[start]
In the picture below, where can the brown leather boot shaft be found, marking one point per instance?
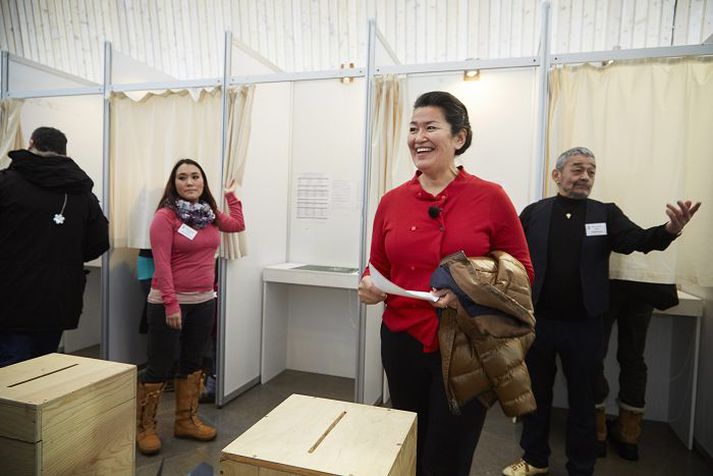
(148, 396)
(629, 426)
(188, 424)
[end]
[start]
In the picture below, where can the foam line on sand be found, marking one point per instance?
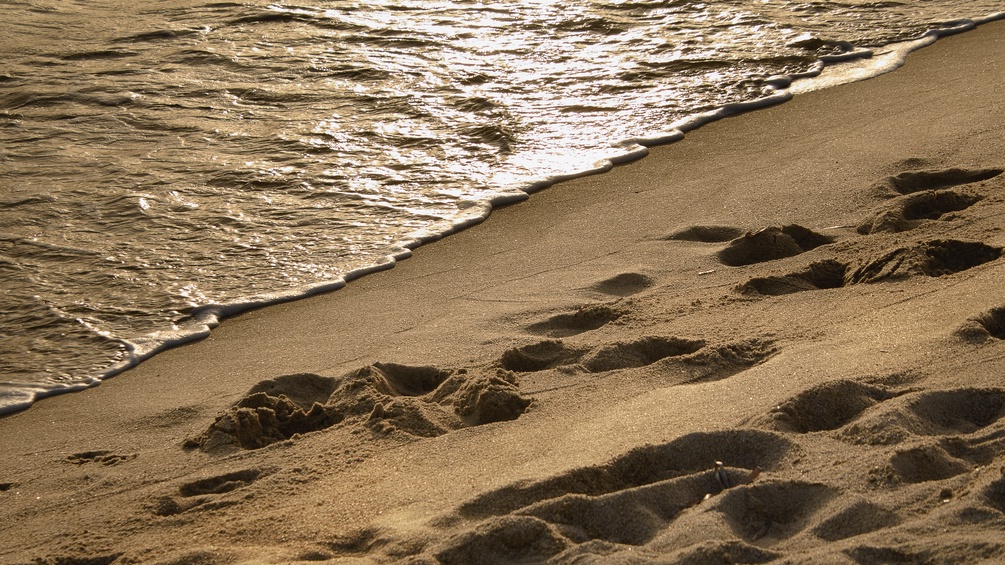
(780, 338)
[end]
STATED PROBLEM:
Locate every line in the items above that contains the string "marking" and copy each of those lines in full. Case counts.

SOLUTION:
In the picture below, where can the brown leather boot shaft be found, marking one point per instance?
In the picture below, where can the foam line on sand be found, marking one point per instance?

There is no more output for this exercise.